**Assignment**: Emit only the lines from the line containing "Target: cloud" through the last line of the entries, unchanged.

[[ Material for this task, beginning ]]

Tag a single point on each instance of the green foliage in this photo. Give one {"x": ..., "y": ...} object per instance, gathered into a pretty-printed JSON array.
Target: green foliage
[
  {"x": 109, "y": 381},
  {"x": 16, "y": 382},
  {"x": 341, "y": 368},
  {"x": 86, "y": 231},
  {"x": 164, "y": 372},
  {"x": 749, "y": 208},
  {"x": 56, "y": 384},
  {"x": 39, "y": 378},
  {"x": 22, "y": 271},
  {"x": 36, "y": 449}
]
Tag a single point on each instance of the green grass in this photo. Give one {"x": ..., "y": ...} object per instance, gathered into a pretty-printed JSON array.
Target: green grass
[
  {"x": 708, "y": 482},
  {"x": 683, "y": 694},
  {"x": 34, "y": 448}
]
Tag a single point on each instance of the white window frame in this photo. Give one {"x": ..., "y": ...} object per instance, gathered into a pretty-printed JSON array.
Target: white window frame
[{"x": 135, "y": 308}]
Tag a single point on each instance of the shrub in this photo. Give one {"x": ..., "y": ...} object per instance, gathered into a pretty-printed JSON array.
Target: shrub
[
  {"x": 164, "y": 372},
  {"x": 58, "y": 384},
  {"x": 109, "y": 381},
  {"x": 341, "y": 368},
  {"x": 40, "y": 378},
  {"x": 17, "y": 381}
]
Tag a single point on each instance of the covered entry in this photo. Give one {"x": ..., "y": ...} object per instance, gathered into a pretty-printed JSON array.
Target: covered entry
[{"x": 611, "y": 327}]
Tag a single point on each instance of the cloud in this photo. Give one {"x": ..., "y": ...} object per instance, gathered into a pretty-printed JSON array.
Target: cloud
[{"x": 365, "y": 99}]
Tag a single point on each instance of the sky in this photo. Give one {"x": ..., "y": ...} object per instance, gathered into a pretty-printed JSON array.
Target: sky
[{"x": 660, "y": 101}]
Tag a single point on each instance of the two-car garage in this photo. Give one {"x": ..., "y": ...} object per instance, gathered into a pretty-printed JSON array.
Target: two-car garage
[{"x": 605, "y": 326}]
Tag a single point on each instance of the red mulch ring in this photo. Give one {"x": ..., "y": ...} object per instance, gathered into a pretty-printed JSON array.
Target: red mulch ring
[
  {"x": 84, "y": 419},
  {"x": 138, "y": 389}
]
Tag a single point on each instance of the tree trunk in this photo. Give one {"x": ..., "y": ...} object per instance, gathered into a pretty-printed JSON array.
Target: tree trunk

[[ Material for this task, end ]]

**Exercise answer**:
Target: cloud
[{"x": 365, "y": 99}]
Tag a single point on each instance of the sky in this photo. Give one {"x": ..., "y": ...} object per instance, gathered into a pretty-printed JSON array.
Target: sky
[{"x": 660, "y": 101}]
Tag a single point on each instance of the two-car garage in this photo. Give one {"x": ..., "y": ...} object per instance, gathered into a pretty-printed JSON array.
Target: two-car garage
[{"x": 605, "y": 326}]
Tag a single point on each instance of the red mulch ring in this photo. Give one {"x": ..., "y": ...} object per instance, gathered into a pretty-printed JSON array.
Target: red mulch ring
[
  {"x": 84, "y": 419},
  {"x": 138, "y": 389}
]
Tag a single point on each instance of the tree trunk in this photo. Give one {"x": ..., "y": ...} object per instance, gathered into a pretty-printed JSON array.
Target: tree trunk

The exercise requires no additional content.